▶ [Given exercise]:
Convert the data below into a Markdown table with the columns Row and Line, giving each nonblank line its own numbered row and omitting the pictures.
___
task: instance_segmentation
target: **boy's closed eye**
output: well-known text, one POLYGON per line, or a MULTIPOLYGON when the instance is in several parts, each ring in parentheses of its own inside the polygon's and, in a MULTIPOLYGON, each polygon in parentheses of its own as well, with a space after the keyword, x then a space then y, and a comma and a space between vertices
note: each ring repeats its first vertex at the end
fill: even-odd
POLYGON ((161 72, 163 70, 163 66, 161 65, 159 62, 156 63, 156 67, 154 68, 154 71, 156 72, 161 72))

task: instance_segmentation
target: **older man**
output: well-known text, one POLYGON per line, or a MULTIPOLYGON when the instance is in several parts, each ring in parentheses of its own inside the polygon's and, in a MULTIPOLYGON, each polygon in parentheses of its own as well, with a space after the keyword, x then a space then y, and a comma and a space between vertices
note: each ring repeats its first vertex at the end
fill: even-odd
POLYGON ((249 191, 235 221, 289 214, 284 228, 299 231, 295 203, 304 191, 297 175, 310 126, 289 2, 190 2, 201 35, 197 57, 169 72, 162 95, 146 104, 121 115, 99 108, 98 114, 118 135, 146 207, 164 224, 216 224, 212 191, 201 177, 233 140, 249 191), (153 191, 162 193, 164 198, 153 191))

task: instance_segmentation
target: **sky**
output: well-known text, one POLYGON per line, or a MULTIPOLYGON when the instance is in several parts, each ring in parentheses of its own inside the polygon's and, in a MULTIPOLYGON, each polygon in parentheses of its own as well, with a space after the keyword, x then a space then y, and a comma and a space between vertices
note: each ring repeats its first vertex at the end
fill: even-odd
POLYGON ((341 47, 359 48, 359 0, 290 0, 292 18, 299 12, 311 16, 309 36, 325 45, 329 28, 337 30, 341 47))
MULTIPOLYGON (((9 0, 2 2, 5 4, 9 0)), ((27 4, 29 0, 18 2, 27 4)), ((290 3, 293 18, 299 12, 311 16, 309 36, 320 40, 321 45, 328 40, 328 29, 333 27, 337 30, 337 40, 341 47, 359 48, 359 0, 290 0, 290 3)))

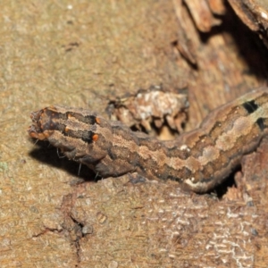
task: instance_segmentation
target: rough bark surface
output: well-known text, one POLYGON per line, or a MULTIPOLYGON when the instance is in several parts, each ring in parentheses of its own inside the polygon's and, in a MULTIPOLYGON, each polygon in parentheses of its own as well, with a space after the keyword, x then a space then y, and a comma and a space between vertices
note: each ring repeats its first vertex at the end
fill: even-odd
POLYGON ((230 3, 0 4, 1 267, 267 266, 267 139, 219 199, 128 175, 96 183, 86 167, 72 184, 79 165, 26 132, 48 105, 105 115, 112 96, 160 84, 188 85, 188 130, 266 85, 267 49, 230 3))

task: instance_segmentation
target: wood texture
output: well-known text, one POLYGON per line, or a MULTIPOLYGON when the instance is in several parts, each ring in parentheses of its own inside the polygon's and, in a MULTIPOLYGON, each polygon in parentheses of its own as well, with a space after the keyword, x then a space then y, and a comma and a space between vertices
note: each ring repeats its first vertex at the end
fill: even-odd
POLYGON ((220 106, 199 129, 166 142, 81 108, 50 106, 30 117, 30 137, 47 139, 102 178, 138 172, 202 193, 222 183, 268 134, 268 88, 220 106))
POLYGON ((1 267, 267 266, 267 140, 242 159, 238 187, 222 186, 217 198, 172 181, 96 183, 87 167, 78 176, 79 164, 26 134, 40 107, 105 116, 110 99, 152 85, 188 85, 191 130, 266 85, 267 50, 225 1, 222 24, 206 33, 176 3, 176 12, 169 1, 0 3, 1 267))

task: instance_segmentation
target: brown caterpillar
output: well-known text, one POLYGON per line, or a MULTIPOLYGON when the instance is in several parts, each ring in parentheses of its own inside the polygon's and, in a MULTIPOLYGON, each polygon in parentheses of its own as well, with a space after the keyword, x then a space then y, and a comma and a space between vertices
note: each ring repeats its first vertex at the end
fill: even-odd
POLYGON ((148 179, 174 180, 201 193, 221 183, 267 134, 268 88, 220 106, 198 129, 172 141, 133 132, 82 108, 49 106, 30 117, 30 137, 47 139, 103 178, 138 172, 148 179))

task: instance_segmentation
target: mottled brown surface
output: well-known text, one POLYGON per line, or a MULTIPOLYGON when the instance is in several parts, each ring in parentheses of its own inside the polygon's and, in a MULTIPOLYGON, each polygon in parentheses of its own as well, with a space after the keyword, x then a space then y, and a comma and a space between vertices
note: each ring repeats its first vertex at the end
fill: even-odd
POLYGON ((188 85, 190 130, 265 84, 267 51, 230 6, 204 34, 177 2, 180 21, 175 1, 1 2, 1 267, 266 267, 267 150, 242 177, 255 190, 226 201, 172 182, 94 183, 83 166, 91 182, 71 186, 79 166, 27 135, 40 107, 103 113, 111 96, 160 83, 188 85))
POLYGON ((134 132, 121 121, 82 108, 54 105, 30 117, 30 137, 47 140, 103 179, 137 172, 205 193, 221 184, 268 135, 268 88, 228 102, 212 111, 200 128, 168 141, 134 132))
___
▶ [Exercise result]:
| Row | Line |
|---|---|
| 1 | task: instance_segmentation |
| 2 | target: **boy's closed eye** |
| 3 | output: well-known text, one POLYGON per line, or a MULTIPOLYGON when the instance is in several parts, each ring in parentheses of its own inside the polygon's and, in a MULTIPOLYGON, each polygon in parentheses of its own as well, with a space after the keyword, x then a space then y, and a comma and a space between vertices |
| 4 | note: each ring repeats its first vertex at the end |
| 5 | fill: even-odd |
| 6 | POLYGON ((161 72, 163 70, 163 66, 161 65, 159 62, 156 63, 156 67, 154 68, 154 71, 156 72, 161 72)) |
| 7 | task: instance_segmentation |
| 8 | target: **older man** |
| 9 | output: well-known text, one POLYGON per line, or a MULTIPOLYGON when the instance is in several parts, each ring in parentheses of its own inside the polygon's and, in a MULTIPOLYGON, each polygon in parentheses of its own as well, with a space after the keyword, x then a space then y, and a comma and a space between vertices |
| 10 | note: each ring repeats its first vertex at the end |
| 11 | fill: even-odd |
| 12 | POLYGON ((249 191, 235 221, 289 214, 284 228, 299 231, 295 203, 304 191, 297 175, 310 126, 289 2, 190 2, 201 35, 197 57, 169 72, 162 95, 146 104, 121 115, 99 108, 98 114, 118 135, 146 207, 164 224, 216 224, 212 191, 201 177, 233 140, 249 191), (153 191, 162 193, 164 198, 153 191)) |
| 13 | task: instance_segmentation |
| 14 | target: **sky** |
| 15 | output: well-known text, one POLYGON per line, or a MULTIPOLYGON when the instance is in several parts, each ring in parentheses of its own inside the polygon's and, in a MULTIPOLYGON, each polygon in parentheses of its own as well, with a space after the keyword, x then a space then y, and a comma and a space between vertices |
| 16 | note: each ring repeats its first vertex at the end |
| 17 | fill: even-odd |
| 18 | POLYGON ((341 47, 359 48, 359 0, 290 0, 292 18, 299 12, 311 16, 309 36, 325 45, 329 28, 337 30, 341 47)) |
| 19 | MULTIPOLYGON (((9 0, 2 2, 5 4, 9 0)), ((27 4, 29 0, 18 2, 27 4)), ((290 3, 293 18, 299 12, 311 16, 309 36, 320 40, 321 45, 328 40, 328 29, 333 27, 337 30, 337 40, 341 47, 359 48, 359 0, 290 0, 290 3))) |
| 20 | task: instance_segmentation |
| 21 | target: rough bark surface |
| 22 | output: well-known text, one POLYGON per line, or a MULTIPOLYGON when the instance is in several parts, each ring in parentheses of its own inside the polygon's and, in a MULTIPOLYGON, each polygon in parentheses of its own as well, with a space after the keyword, x then a space then y, and a comma and a space between vertices |
| 23 | note: each ring repeats its first vertex at the end |
| 24 | fill: even-odd |
| 25 | POLYGON ((230 3, 0 4, 1 267, 267 266, 267 139, 219 199, 128 175, 96 183, 86 167, 72 184, 79 165, 26 132, 48 105, 105 115, 112 96, 160 84, 188 85, 188 130, 266 85, 267 49, 230 3)) |
| 26 | task: instance_segmentation |
| 27 | target: wood texture |
| 28 | output: well-known text, one POLYGON per line, or a MULTIPOLYGON when the instance is in several parts, each ring in parentheses of its own inside the polygon's and, in a MULTIPOLYGON, each polygon in parentheses of its own as well, with a space after the keyword, x then a space then y, and a comma and a space between vertices |
| 29 | note: each ring repeats its first vertex at the end |
| 30 | fill: even-odd |
| 31 | POLYGON ((220 106, 199 129, 166 142, 81 108, 50 106, 30 117, 30 137, 47 139, 102 178, 138 172, 202 193, 222 183, 268 134, 268 88, 220 106)) |
| 32 | POLYGON ((1 267, 267 266, 267 140, 242 159, 238 187, 222 186, 217 198, 172 181, 96 183, 87 167, 78 176, 79 164, 26 134, 40 107, 105 116, 110 99, 152 85, 188 85, 191 130, 266 85, 267 50, 225 1, 222 24, 206 33, 176 3, 176 12, 169 1, 0 3, 1 267)) |
| 33 | task: instance_segmentation |
| 34 | target: brown caterpillar |
| 35 | output: well-known text, one POLYGON per line, or a MULTIPOLYGON when the instance is in several parts, each ring in parentheses of its own inside the polygon's and, in a MULTIPOLYGON, each polygon in parentheses of its own as well, with a space after the keyword, x then a space then y, and a comma and a space between vertices |
| 36 | note: each ring repeats its first vertex at the end |
| 37 | fill: even-odd |
| 38 | POLYGON ((148 179, 174 180, 201 193, 221 183, 267 134, 268 88, 220 106, 198 129, 172 141, 133 132, 82 108, 49 106, 30 117, 30 137, 47 139, 103 178, 138 172, 148 179)) |
| 39 | task: instance_segmentation |
| 40 | target: mottled brown surface |
| 41 | output: well-known text, one POLYGON per line, or a MULTIPOLYGON when the instance is in several parts, each ring in parentheses of its own inside the polygon's and, in a MULTIPOLYGON, each polygon in parentheses of its own as well, with a space after the keyword, x then a space then y, and a comma and a space between vertices |
| 42 | note: each ring repeats its first vertex at the end |
| 43 | fill: even-odd |
| 44 | POLYGON ((188 85, 190 130, 265 84, 267 51, 230 6, 204 34, 177 2, 180 21, 175 1, 1 2, 1 267, 266 267, 267 150, 242 177, 255 190, 226 201, 172 182, 94 183, 83 166, 91 182, 71 186, 79 166, 27 135, 40 107, 103 113, 111 96, 160 83, 188 85)) |
| 45 | POLYGON ((134 132, 121 121, 82 108, 54 105, 30 117, 30 137, 47 140, 103 179, 137 172, 205 193, 221 184, 268 135, 268 88, 228 102, 212 111, 200 128, 168 141, 134 132)) |